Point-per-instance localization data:
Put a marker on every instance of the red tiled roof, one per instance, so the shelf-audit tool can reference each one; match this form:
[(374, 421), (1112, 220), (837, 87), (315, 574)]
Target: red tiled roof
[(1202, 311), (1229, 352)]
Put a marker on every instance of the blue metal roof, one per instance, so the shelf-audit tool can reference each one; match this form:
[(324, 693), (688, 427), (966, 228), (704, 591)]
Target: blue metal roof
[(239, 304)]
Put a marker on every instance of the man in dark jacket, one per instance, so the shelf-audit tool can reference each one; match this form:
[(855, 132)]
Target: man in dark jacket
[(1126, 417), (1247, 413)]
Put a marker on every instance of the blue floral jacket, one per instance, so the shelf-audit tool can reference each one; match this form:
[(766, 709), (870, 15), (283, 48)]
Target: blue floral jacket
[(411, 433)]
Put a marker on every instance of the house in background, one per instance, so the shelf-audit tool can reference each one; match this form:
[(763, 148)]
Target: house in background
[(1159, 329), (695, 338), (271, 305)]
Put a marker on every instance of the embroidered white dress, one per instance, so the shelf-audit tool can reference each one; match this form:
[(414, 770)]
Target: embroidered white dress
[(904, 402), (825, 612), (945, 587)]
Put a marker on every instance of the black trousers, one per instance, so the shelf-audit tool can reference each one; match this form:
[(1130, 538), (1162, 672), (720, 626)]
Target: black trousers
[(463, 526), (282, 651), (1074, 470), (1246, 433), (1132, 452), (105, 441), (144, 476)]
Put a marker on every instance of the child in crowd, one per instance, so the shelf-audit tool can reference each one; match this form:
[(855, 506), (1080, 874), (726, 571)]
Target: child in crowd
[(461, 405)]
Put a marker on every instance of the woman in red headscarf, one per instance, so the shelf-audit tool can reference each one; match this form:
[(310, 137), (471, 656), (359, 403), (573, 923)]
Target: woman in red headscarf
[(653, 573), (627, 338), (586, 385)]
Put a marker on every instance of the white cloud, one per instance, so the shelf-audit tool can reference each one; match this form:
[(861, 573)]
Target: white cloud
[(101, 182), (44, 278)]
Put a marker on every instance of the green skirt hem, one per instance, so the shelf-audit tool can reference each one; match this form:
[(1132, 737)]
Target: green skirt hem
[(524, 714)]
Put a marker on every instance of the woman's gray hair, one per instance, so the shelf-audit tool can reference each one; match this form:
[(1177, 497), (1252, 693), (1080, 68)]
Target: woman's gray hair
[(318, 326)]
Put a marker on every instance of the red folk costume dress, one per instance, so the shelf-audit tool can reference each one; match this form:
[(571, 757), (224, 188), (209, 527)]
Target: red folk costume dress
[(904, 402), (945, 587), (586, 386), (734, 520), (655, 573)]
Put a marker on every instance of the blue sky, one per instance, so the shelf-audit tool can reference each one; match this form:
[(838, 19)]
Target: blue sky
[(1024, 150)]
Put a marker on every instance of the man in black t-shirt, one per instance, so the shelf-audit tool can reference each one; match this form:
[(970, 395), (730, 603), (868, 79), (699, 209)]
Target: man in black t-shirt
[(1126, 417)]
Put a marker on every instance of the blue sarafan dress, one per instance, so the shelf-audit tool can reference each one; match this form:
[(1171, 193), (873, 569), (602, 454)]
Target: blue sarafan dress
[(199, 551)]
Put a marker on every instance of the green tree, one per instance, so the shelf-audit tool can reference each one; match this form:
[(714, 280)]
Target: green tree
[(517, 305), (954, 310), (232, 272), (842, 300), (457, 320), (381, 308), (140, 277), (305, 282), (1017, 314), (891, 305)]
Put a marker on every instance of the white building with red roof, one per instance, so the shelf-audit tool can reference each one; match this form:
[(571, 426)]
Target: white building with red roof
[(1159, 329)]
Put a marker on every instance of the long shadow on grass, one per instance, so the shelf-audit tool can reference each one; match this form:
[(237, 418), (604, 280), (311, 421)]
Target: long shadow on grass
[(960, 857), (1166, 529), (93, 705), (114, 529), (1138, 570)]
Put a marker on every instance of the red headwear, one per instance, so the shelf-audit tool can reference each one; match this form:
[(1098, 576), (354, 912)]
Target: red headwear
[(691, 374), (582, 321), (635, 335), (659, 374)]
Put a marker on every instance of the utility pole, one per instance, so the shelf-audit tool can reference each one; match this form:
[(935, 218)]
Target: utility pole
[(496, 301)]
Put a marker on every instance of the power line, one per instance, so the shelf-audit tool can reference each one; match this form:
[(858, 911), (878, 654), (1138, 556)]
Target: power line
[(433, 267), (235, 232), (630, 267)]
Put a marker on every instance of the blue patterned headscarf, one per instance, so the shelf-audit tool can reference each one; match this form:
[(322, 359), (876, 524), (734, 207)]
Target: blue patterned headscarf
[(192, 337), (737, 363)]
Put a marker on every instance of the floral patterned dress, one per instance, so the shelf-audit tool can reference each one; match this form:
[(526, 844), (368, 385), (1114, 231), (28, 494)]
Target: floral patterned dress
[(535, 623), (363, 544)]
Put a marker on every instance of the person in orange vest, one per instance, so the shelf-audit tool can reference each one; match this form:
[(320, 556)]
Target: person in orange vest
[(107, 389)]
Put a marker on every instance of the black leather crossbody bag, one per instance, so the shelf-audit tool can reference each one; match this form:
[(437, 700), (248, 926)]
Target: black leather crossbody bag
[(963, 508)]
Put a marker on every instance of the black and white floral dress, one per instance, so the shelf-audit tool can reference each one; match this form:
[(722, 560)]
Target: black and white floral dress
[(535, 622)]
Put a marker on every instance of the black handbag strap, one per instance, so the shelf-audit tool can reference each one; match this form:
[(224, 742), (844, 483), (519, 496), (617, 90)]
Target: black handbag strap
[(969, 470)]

Work task>
Top to bottom, transcribe every line above exactly.

Written reply>
Put a marker on every instance of the red tiled roof, one per instance, so the shelf-audit tool can reference each one; match this form:
[(374, 421), (1112, 220), (837, 87), (315, 574)]
Target: red tiled roof
[(1202, 311), (1229, 352)]
Put a marker on every instance of the blue metal roof, one per instance, so the shelf-audit tool can reference each one; match this form:
[(324, 693), (688, 427), (966, 228), (704, 591)]
Target: blue metal roof
[(239, 304)]
Put a marker on every instance of the man in dark jacket, one per instance, so the shelf-audit tool can reference each one; match this form:
[(855, 132)]
Target: man in dark jacket
[(1126, 417), (1247, 413)]
Put a marker on every instance of the blue floral jacket, one per instance, so the shelf-audit tool can reference each one; match this form:
[(766, 709), (870, 15), (283, 48)]
Target: blue floral jacket
[(411, 433)]
Put a marker on every instance of the house in background, one per instance, so the shelf-audit tool can reference each one; match this form:
[(763, 148)]
Target: house in background
[(1159, 329), (695, 338), (271, 305)]
Put a marker on every instance of the embroidered white dress, one per instance, so the shelf-audit tool can reference each one; match this form:
[(414, 770)]
Target: embroidered white dress
[(904, 402), (825, 612), (945, 587)]
Put a marker on every instance of the black trousers, one per instance, so the shelf-audit tool can reference each one; match this form:
[(1130, 538), (1162, 672), (720, 626)]
Target: black trousers
[(463, 526), (282, 651), (1074, 470), (1246, 433), (1132, 452), (105, 441), (144, 476)]
Put a marker on every instance of the child in crowd, one per instance, so the shelf-audit tool can reference each one; match this form:
[(855, 506), (1080, 874), (726, 571)]
Target: child in crowd
[(461, 405)]
Put a marker on every instance of the woman in red headscarf, one per instance, so the shelf-audit tool can reference each one; match this form:
[(310, 137), (471, 656), (359, 403), (573, 923)]
Target: woman in red headscarf
[(653, 573), (627, 338), (586, 385)]
Put a marker on every instance of the white cloud, one per instance, so the shelf-audit tool can reference each one; match this form:
[(861, 573)]
Target: white cloud
[(101, 182), (44, 278)]
Put a marker on every instance of the green skirt hem, one per instance, so the shelf-audit tool can reference each one; match this form:
[(1132, 737)]
Target: green skirt hem
[(524, 714)]
Put a marker on every instance of the woman's gray hair, one per instance, so the shelf-audit tool can reference each one; match this form:
[(1177, 497), (1252, 693), (1080, 68)]
Target: woman's gray hair
[(318, 326)]
Put a marker on every instance of the red folk costume dress, one per instance, so the shelf-audit tool can reference each one; match this form:
[(571, 757), (224, 188), (209, 527)]
Target: red folk costume dress
[(904, 402), (945, 587), (586, 386), (734, 520), (655, 573)]
Put a marker on every instance of the blue sky, one per instance, so the shelf-audit tool can reference each one; match this form:
[(838, 19)]
Target: blue sky
[(1024, 150)]
Put a marker on every instance of the man in black t-shirt, one per instance, so the shelf-audit tool can reference each one; match this form:
[(970, 395), (730, 603), (868, 79), (699, 209)]
Target: man in black t-shirt
[(1126, 417)]
Put a marker on every instance of the blue sarafan dress, one per instance, so the shelf-audit tool can reference each one; match this form:
[(1171, 193), (873, 569), (602, 454)]
Target: blue sarafan dress
[(199, 551)]
Put a marker on every instance of the green tree, one per instance, so the shelf-audit tool can reference each one; match this form:
[(714, 280)]
Target: green tree
[(517, 305), (954, 310), (232, 272), (842, 300), (457, 320), (381, 308), (140, 277), (305, 282), (1017, 314), (891, 305)]
Put a marker on every instance of the white building with red roof, one per instance, so the shelf-audit tool can reference each one; match this form:
[(571, 426)]
Target: white building with red roof
[(1159, 329)]
Put a marker on every instance of the long shadow on grass, one per instance, so the shelf-audit tool can reference each one; match this form:
[(237, 418), (604, 280), (311, 421)]
Target: long shadow on grass
[(960, 857), (1166, 529), (93, 705), (114, 529), (1138, 570)]
Put a marker on every instance of the red headwear, one per instance, so the shelf-audit tool can reference each one; match this form:
[(1098, 576), (354, 912)]
Target: red headwear
[(691, 374), (582, 321), (635, 335), (659, 374)]
Put a marker on every instance of the utility pole, one per instance, so the shelf-audit tool can reference each one; match this form:
[(935, 218)]
Target: utility pole
[(496, 301)]
Put a marker on every instance of the power line, one per instance, so the shelf-audit tool can reference each one; match this form:
[(858, 911), (878, 654), (1138, 556)]
Target: power line
[(433, 267), (235, 232), (630, 267)]
Put a marker on every instance of the blue patterned headscarf, one per instance, so the shelf-audit tool can reference each one; match this form:
[(322, 359), (876, 524), (734, 207)]
Target: blue patterned headscarf
[(192, 337), (737, 363)]
Put a marker on every instance of the floral patterned dress, one per instance, so the shelf-audit tool can reference each one; match this form:
[(526, 844), (368, 385), (1114, 231), (28, 494)]
Target: floral patterned dress
[(535, 623), (363, 544)]
Put a marker on every instance of the person in orange vest, one per instance, so the shelf-audit tool can reference each one; match this form:
[(320, 556)]
Target: person in orange vest
[(107, 389)]
Put a marker on every instance of the black leather crossbody bag, one per instance, so the shelf-audit tool can reference each one; match this form:
[(437, 700), (248, 926)]
Target: black leather crossbody bag
[(963, 508)]
Put a marker on every instance of the black and white floral dress, one per instance, so the shelf-audit tool can reference each one; match this form:
[(722, 560)]
Target: black and white floral dress
[(535, 622)]
Put a marker on every instance of the black handbag strap, one per instance, so the shelf-audit tool can reference each one; match this form:
[(224, 742), (844, 483), (519, 496), (617, 90)]
Target: black handbag strap
[(969, 470)]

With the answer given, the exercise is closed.